# Provided data:
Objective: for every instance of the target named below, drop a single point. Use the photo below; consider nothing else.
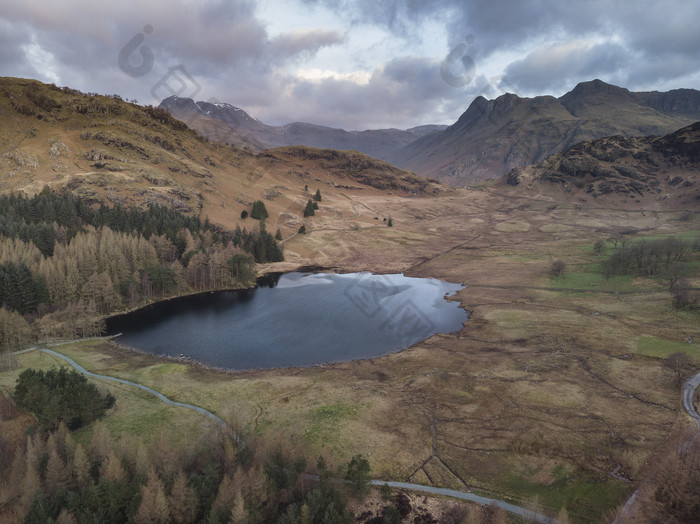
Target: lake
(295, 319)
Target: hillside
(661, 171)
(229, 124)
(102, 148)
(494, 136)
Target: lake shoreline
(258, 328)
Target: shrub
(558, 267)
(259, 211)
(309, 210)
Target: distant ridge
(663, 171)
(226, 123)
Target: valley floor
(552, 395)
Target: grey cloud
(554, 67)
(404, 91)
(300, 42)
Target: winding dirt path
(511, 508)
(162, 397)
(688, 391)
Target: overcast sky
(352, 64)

---

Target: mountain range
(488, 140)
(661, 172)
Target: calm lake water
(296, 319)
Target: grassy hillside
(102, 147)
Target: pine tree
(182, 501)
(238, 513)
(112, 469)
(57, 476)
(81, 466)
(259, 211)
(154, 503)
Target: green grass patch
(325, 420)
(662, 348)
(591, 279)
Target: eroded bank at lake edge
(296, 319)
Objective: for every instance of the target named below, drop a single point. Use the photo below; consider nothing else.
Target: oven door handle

# Problem requirements:
Quote the data above from the line containing "Target: green grass patch" to the line containing "Target: oven door handle", inclusive, and stop.

# Task response:
Target: green grass patch
(325, 420)
(662, 348)
(591, 279)
Target: eroded bank at lake edge
(296, 319)
Objective: for every instance of the target named below, drop a single point. Use the photo below; consider nothing else.
Target: oven door handle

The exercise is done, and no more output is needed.